• _Exercise_
Output the data below from the line containing "In this exercise you will mark each instance of the street" through the final line, inclusive, keeping every character unchanged.

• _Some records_
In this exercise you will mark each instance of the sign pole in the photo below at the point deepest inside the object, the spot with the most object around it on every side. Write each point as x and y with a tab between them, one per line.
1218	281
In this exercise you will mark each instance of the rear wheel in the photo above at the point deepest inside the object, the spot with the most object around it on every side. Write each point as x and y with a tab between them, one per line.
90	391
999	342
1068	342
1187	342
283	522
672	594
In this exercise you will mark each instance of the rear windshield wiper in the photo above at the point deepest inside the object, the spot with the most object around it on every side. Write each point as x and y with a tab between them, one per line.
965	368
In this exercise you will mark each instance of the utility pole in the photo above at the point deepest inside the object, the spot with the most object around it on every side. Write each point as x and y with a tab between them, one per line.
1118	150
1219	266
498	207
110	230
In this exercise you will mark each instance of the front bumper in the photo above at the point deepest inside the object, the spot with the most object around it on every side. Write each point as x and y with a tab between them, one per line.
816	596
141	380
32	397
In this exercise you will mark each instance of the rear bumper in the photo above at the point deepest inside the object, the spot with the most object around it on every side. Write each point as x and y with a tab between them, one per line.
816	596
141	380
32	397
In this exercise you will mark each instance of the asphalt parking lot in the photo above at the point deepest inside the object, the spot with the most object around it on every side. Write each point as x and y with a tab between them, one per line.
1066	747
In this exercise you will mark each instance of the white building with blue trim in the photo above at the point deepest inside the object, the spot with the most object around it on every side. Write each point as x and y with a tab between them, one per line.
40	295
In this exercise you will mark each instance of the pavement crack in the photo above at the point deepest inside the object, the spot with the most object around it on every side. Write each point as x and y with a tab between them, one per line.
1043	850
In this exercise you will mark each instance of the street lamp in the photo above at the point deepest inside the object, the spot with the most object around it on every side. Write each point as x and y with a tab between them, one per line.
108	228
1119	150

• _Reply to the exercise_
In this exercise you will mark each instance of the street lamp in the photo above at the point deepest inside the object, the spot with the most object around it on every side. Write each point as x and y with a tab between them, one per line.
108	228
1119	150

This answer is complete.